Named object pointing entries
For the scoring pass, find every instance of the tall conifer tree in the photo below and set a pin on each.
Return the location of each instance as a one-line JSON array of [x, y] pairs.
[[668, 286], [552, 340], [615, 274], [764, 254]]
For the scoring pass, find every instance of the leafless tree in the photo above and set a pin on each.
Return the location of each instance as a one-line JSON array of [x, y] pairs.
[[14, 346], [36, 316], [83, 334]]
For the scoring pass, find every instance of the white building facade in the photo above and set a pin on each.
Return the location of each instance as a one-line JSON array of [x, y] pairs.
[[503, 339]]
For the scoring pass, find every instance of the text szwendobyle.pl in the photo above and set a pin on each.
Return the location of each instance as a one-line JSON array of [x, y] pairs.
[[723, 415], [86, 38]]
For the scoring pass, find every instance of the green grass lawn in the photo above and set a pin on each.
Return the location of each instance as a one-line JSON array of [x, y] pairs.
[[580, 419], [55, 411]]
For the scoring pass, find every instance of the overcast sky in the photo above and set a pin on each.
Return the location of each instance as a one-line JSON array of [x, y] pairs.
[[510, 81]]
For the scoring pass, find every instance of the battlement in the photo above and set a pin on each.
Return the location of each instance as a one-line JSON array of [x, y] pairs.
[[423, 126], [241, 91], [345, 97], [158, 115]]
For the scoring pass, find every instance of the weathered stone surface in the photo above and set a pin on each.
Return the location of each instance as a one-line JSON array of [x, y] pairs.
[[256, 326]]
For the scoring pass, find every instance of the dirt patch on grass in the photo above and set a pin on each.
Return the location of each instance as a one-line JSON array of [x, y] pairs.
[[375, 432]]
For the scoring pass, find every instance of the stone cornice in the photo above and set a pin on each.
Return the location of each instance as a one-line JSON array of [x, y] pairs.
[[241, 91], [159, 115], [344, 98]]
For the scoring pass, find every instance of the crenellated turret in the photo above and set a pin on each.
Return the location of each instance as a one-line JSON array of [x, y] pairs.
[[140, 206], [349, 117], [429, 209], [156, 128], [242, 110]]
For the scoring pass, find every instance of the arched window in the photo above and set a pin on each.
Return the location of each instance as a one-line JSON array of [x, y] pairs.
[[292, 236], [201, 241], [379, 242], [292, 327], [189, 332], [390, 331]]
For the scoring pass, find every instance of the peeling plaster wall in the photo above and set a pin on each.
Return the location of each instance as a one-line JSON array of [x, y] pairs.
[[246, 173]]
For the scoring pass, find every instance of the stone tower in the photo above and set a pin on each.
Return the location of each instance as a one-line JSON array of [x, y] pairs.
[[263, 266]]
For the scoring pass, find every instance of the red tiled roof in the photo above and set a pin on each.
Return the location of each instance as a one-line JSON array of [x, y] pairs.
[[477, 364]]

Requirements
Copy out all of the entries above word for word, in their original order.

Written response
For the scoring pass, find every instance of the tall conifer tree in the photo below and set a pin on each.
Return the location of each instance as a one-line JSON array of [x, y] pairs.
[[668, 286], [552, 340], [615, 274], [764, 254]]
For the scoring pass, find every instance of the leafless tree in the photo above and set a pin on each.
Return the location of each instance as a one-line JSON array of [x, y] pairs.
[[14, 346], [36, 316], [83, 334]]
For the scoring pass, find every instance of the white building facade in the photo above and set a pin on each.
Return the location of each instance as a one-line JSON array of [x, y] pairs.
[[503, 339]]
For the scoring pass, find every instance of the text szwendobyle.pl in the photo above and set a pin on each.
Return the location of each instance as a one-line JSON array of [x, y] pairs.
[[723, 415], [86, 38]]
For the scoring pass, find every instance of the green grass lawn in the photo above and set a pin on each.
Return the location of each instance as a one-line JSON array of [x, y] pairs.
[[580, 419], [55, 411]]
For the scoring pass, find every instance of the overcast sky in the photo above and set a pin on each.
Return the location of each instance as a one-line JSON array of [x, y] pairs.
[[510, 81]]
For the scoring pass, find every instance of the battlement in the photo above and set a pin on each.
Return the location of each instance as a one-line JSON array of [x, y] pairs.
[[423, 126], [241, 91], [345, 97], [158, 115]]
For the scoring pass, find every instance of the weathered stone surface in the photo above and set a pin on each.
Return the location of each instance as a one-line JSON array of [x, y] pairs.
[[256, 326]]
For the scoring pass, find every instance of the dirt patch on grass in the photo above and set a pin on each.
Return the location of each instance as a one-line JSON array of [x, y] pairs.
[[375, 432]]
For the scoring pass, find every instance of the stone cornice in the photo above and set a pin on each.
Return the location of each instance as a one-line JSON array of [x, y] pairs.
[[241, 91], [159, 115], [344, 98]]
For the scoring pass, find every instance of the crenellated turret in the photo above and set a pin on each.
Return the location of each instance as a one-line JSON array of [x, y] pairs.
[[140, 206], [349, 117], [429, 209], [156, 128], [242, 110]]
For the scoring pass, find every instance of the arched window in the photo above and set a pin on each.
Return the location of each instance as a one-line JSON array of [x, y] pairs.
[[292, 236], [201, 241], [379, 242], [292, 327], [189, 332], [390, 331]]
For the scoring pass, find every instance of the peeling plaster wall in the photo above and set a pin on each.
Return the location of each instance as a one-line JSON array of [x, y] pairs.
[[246, 173]]
For the scoring pass, find every instance of the stone tower in the photo above and set a pin on each.
Return the location of each instance as a one-line JSON array of [x, y] pairs.
[[263, 266]]
For the scoring pass, find every instance of the red tiled roof in the photo above and set a pin on each.
Return the location of each instance as a one-line JSON array of [x, y] pairs.
[[477, 364]]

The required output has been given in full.